In the entries that follow, the lines from the line containing "x=387, y=221" up to and including the line containing "x=445, y=174" must be copied exactly, with pictures omitted.

→ Source information

|---|

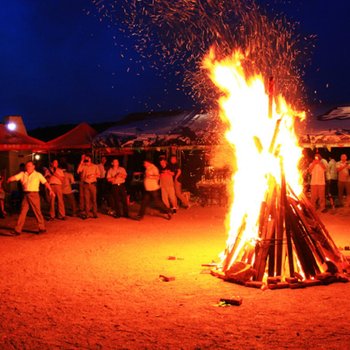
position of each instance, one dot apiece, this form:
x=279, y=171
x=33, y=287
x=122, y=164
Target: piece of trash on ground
x=167, y=278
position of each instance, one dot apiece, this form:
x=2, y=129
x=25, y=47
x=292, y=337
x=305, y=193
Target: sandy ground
x=95, y=284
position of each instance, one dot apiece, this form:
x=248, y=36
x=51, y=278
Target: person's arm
x=178, y=173
x=47, y=185
x=11, y=179
x=108, y=176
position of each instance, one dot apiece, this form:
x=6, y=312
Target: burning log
x=289, y=239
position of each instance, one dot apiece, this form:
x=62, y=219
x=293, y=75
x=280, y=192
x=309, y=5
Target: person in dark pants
x=89, y=173
x=152, y=192
x=116, y=175
x=31, y=181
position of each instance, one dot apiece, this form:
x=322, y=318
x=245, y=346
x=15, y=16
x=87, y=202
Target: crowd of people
x=84, y=192
x=329, y=182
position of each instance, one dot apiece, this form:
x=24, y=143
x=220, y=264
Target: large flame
x=261, y=131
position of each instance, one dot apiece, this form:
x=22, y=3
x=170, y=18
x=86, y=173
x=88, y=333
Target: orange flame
x=261, y=131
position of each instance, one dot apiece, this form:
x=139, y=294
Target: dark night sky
x=59, y=65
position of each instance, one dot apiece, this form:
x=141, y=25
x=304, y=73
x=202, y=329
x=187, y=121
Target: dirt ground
x=95, y=284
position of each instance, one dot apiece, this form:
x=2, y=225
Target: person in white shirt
x=152, y=191
x=89, y=173
x=116, y=175
x=55, y=176
x=68, y=194
x=317, y=170
x=343, y=178
x=31, y=181
x=102, y=184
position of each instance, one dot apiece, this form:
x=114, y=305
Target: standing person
x=31, y=181
x=343, y=178
x=55, y=176
x=116, y=176
x=332, y=180
x=67, y=191
x=89, y=174
x=174, y=166
x=152, y=189
x=102, y=182
x=2, y=198
x=317, y=170
x=167, y=187
x=81, y=188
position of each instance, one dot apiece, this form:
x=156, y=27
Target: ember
x=275, y=236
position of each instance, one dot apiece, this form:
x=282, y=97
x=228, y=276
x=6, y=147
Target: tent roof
x=184, y=128
x=331, y=129
x=12, y=140
x=80, y=137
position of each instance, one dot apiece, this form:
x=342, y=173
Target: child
x=2, y=198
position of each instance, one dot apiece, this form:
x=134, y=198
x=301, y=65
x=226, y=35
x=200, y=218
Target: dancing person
x=102, y=184
x=116, y=175
x=317, y=170
x=67, y=191
x=151, y=193
x=343, y=178
x=89, y=173
x=2, y=198
x=175, y=168
x=167, y=187
x=30, y=180
x=55, y=176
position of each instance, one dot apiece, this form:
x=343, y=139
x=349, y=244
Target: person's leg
x=322, y=196
x=172, y=197
x=313, y=197
x=93, y=198
x=60, y=202
x=34, y=202
x=179, y=194
x=347, y=189
x=117, y=201
x=144, y=204
x=22, y=215
x=87, y=203
x=81, y=197
x=165, y=196
x=124, y=200
x=158, y=203
x=52, y=201
x=341, y=188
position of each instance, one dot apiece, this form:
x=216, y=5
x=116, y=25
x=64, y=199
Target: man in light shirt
x=89, y=173
x=317, y=170
x=343, y=178
x=55, y=177
x=30, y=180
x=116, y=175
x=152, y=191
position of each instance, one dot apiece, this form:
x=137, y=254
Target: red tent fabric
x=15, y=141
x=79, y=137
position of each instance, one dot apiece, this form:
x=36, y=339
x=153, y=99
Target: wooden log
x=236, y=300
x=254, y=284
x=297, y=285
x=303, y=250
x=229, y=254
x=281, y=222
x=291, y=280
x=279, y=285
x=267, y=231
x=312, y=282
x=274, y=280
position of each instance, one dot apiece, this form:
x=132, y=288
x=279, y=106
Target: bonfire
x=275, y=237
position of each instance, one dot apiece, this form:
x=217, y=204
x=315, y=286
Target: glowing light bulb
x=11, y=126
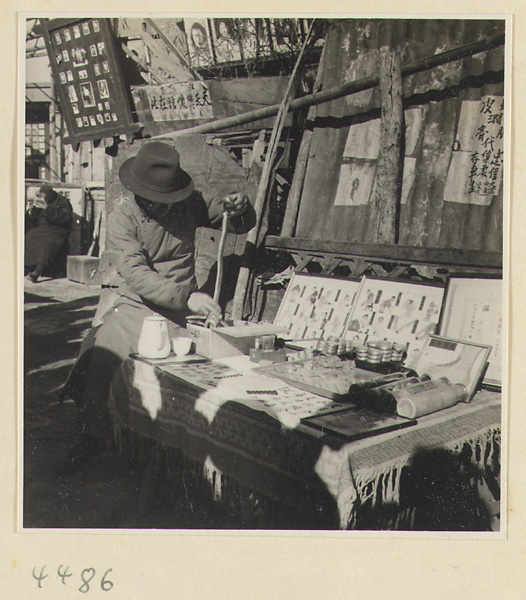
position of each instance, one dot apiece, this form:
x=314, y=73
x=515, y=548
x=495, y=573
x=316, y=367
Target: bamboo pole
x=173, y=49
x=220, y=257
x=346, y=89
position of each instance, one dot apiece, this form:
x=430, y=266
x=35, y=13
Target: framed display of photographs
x=472, y=311
x=355, y=423
x=398, y=311
x=88, y=75
x=316, y=307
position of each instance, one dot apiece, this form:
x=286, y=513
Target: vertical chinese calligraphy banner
x=178, y=101
x=475, y=172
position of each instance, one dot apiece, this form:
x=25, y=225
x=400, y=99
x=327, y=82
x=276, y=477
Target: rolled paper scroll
x=430, y=400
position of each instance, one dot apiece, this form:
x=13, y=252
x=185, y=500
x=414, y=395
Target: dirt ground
x=105, y=494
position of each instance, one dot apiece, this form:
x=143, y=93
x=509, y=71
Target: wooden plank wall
x=432, y=98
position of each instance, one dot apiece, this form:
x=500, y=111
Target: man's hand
x=235, y=204
x=203, y=304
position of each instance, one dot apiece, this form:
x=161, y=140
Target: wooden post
x=294, y=197
x=259, y=204
x=390, y=163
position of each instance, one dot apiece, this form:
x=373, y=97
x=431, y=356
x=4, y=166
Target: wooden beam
x=388, y=182
x=345, y=89
x=261, y=197
x=480, y=259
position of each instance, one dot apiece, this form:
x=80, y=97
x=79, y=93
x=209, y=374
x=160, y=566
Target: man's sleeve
x=137, y=270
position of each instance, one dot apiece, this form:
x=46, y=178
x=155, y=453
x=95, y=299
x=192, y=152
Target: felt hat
x=45, y=189
x=155, y=174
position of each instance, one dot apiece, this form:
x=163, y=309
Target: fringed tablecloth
x=280, y=474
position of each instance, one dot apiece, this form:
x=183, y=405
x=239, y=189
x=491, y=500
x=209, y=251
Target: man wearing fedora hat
x=153, y=240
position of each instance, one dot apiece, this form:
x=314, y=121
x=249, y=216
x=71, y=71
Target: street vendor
x=152, y=236
x=51, y=216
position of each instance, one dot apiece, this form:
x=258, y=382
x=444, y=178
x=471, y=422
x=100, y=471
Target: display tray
x=354, y=423
x=326, y=376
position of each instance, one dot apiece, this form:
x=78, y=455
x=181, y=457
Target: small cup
x=181, y=346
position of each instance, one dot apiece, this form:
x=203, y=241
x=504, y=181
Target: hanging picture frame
x=473, y=311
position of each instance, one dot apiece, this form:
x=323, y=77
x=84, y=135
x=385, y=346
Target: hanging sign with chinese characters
x=88, y=78
x=178, y=101
x=475, y=173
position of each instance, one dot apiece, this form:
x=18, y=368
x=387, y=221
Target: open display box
x=315, y=306
x=397, y=311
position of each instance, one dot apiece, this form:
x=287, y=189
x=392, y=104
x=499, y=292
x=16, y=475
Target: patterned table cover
x=247, y=445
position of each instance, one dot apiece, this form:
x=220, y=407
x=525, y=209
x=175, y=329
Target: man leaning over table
x=153, y=237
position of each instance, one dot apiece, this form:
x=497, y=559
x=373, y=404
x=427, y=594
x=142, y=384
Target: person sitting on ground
x=52, y=213
x=152, y=236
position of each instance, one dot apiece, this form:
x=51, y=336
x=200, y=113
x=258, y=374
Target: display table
x=278, y=473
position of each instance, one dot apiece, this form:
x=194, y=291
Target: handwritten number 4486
x=87, y=576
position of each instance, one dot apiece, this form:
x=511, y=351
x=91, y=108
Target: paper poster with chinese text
x=475, y=172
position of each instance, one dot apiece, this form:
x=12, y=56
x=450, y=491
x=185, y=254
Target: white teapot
x=154, y=341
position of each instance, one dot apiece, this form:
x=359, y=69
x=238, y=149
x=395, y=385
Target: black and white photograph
x=162, y=389
x=263, y=296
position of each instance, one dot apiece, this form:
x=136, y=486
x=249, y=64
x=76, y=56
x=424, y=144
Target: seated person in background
x=153, y=239
x=52, y=214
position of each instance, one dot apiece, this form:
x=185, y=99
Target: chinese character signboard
x=177, y=101
x=88, y=78
x=475, y=173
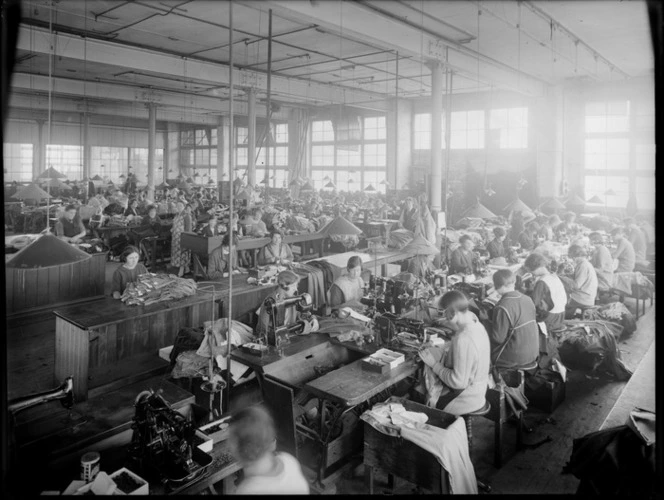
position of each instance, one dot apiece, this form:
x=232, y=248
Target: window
x=322, y=131
x=467, y=130
x=511, y=125
x=422, y=131
x=375, y=128
x=68, y=160
x=607, y=117
x=18, y=162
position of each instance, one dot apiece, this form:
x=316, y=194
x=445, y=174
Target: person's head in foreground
x=288, y=281
x=253, y=441
x=504, y=281
x=354, y=267
x=457, y=315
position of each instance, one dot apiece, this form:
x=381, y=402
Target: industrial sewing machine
x=161, y=444
x=279, y=333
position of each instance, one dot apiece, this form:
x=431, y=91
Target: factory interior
x=387, y=247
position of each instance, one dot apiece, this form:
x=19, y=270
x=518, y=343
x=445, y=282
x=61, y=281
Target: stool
x=468, y=419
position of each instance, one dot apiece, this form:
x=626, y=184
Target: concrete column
x=152, y=141
x=251, y=150
x=39, y=153
x=87, y=149
x=436, y=177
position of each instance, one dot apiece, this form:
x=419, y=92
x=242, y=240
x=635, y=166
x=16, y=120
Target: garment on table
x=289, y=481
x=462, y=262
x=625, y=255
x=315, y=281
x=514, y=334
x=179, y=256
x=613, y=462
x=466, y=367
x=496, y=249
x=269, y=255
x=346, y=289
x=123, y=276
x=550, y=300
x=585, y=287
x=603, y=264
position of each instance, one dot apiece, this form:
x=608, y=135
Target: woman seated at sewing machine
x=348, y=289
x=218, y=263
x=457, y=375
x=128, y=272
x=547, y=292
x=287, y=282
x=275, y=252
x=463, y=259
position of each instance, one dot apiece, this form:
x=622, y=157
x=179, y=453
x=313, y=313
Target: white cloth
x=289, y=480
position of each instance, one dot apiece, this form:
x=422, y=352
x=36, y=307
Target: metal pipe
x=231, y=257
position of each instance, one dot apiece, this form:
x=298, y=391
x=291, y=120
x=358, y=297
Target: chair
x=498, y=413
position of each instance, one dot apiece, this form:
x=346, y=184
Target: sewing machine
x=161, y=443
x=277, y=332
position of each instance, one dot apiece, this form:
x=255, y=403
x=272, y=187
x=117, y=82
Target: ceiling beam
x=359, y=22
x=96, y=90
x=38, y=40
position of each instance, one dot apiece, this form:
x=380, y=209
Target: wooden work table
x=105, y=344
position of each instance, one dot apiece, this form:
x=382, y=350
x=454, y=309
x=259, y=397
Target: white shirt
x=289, y=481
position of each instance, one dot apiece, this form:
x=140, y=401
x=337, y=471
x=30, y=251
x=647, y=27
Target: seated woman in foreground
x=457, y=376
x=349, y=288
x=128, y=272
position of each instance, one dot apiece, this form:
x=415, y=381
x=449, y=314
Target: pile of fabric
x=152, y=288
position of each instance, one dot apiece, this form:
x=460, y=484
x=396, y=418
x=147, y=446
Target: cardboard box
x=143, y=489
x=219, y=434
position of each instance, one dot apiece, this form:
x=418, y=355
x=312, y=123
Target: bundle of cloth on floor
x=592, y=346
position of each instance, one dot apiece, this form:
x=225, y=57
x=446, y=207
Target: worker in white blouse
x=584, y=287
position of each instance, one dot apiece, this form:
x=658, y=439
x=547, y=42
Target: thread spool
x=89, y=466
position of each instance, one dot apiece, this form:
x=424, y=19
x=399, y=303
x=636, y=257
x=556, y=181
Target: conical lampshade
x=51, y=173
x=518, y=206
x=31, y=192
x=421, y=246
x=340, y=227
x=479, y=211
x=47, y=251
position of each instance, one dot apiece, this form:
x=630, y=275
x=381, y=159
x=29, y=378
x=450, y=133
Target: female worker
x=128, y=272
x=349, y=288
x=275, y=252
x=181, y=223
x=548, y=293
x=220, y=261
x=463, y=368
x=462, y=257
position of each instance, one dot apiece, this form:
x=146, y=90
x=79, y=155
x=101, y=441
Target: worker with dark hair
x=548, y=294
x=463, y=369
x=514, y=334
x=70, y=227
x=348, y=288
x=253, y=439
x=496, y=247
x=462, y=257
x=624, y=252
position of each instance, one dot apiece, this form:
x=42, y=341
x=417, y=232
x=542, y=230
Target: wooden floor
x=588, y=404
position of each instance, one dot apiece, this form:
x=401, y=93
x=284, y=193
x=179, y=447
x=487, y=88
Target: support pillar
x=251, y=150
x=87, y=149
x=152, y=141
x=436, y=172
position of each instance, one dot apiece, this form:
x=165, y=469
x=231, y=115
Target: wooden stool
x=468, y=418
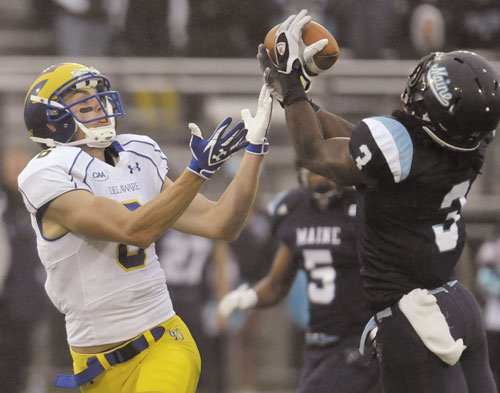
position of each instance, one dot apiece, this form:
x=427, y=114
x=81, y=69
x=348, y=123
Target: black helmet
x=457, y=96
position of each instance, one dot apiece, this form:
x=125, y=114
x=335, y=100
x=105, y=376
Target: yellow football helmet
x=44, y=104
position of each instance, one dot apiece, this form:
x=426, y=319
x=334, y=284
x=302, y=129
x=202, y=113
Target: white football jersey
x=109, y=292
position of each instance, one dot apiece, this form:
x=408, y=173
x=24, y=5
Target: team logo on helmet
x=438, y=82
x=281, y=48
x=82, y=71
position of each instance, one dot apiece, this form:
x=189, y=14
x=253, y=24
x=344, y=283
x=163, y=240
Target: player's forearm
x=233, y=207
x=304, y=131
x=155, y=217
x=334, y=126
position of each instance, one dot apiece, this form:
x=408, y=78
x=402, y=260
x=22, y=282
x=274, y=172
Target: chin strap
x=96, y=137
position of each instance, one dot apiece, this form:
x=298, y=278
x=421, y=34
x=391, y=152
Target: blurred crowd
x=216, y=28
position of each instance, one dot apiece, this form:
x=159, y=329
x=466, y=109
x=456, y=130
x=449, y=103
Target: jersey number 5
x=446, y=239
x=319, y=265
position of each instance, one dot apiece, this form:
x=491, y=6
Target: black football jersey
x=323, y=245
x=411, y=231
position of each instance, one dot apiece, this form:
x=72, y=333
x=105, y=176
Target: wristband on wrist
x=258, y=149
x=316, y=107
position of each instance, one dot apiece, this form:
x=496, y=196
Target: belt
x=119, y=355
x=320, y=339
x=371, y=326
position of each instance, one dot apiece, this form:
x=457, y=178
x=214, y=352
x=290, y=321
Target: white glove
x=241, y=298
x=258, y=126
x=309, y=53
x=269, y=73
x=288, y=43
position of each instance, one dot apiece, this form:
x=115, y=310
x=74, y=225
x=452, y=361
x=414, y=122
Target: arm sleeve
x=382, y=149
x=51, y=175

|---|

→ The answer
x=387, y=221
Target: open display box
x=315, y=306
x=397, y=311
position of each instance, one dot apiece, this form:
x=287, y=189
x=392, y=104
x=499, y=292
x=16, y=475
Target: patterned table cover
x=247, y=445
position of each instance, one dot apiece, this form:
x=220, y=407
x=525, y=209
x=175, y=329
Target: man leaning over table
x=153, y=237
position of each instance, one dot apiece, this form:
x=497, y=559
x=373, y=404
x=427, y=594
x=142, y=384
Target: person sitting on ground
x=52, y=213
x=152, y=236
position of each instance, one dot apiece, this form:
x=51, y=336
x=200, y=113
x=258, y=374
Target: display table
x=278, y=473
position of each instance, one dot apiece, this form:
x=194, y=291
Target: handwritten number 4486
x=87, y=576
position of each instance, one dot apiece, this form:
x=511, y=351
x=91, y=108
Target: paper poster with chinese text
x=475, y=172
position of each instance, one dot apiece, this form:
x=12, y=56
x=450, y=491
x=185, y=254
Target: white teapot
x=154, y=341
position of each instance, one dot apiece, this form:
x=359, y=69
x=238, y=149
x=395, y=385
Target: black and white photograph
x=162, y=389
x=263, y=296
position of each instance, one dot apiece, this form:
x=136, y=486
x=249, y=64
x=76, y=56
x=424, y=144
Target: seated person in background
x=153, y=239
x=52, y=214
position of each instance, one dot apiece, this form:
x=185, y=99
Target: chinese character signboard
x=177, y=101
x=88, y=78
x=475, y=173
position of each instance, one dot apiece, this form:
x=232, y=248
Target: window
x=322, y=131
x=467, y=130
x=511, y=125
x=422, y=131
x=375, y=128
x=68, y=160
x=607, y=117
x=18, y=162
position of each instance, one dot apiece, this form:
x=316, y=194
x=445, y=174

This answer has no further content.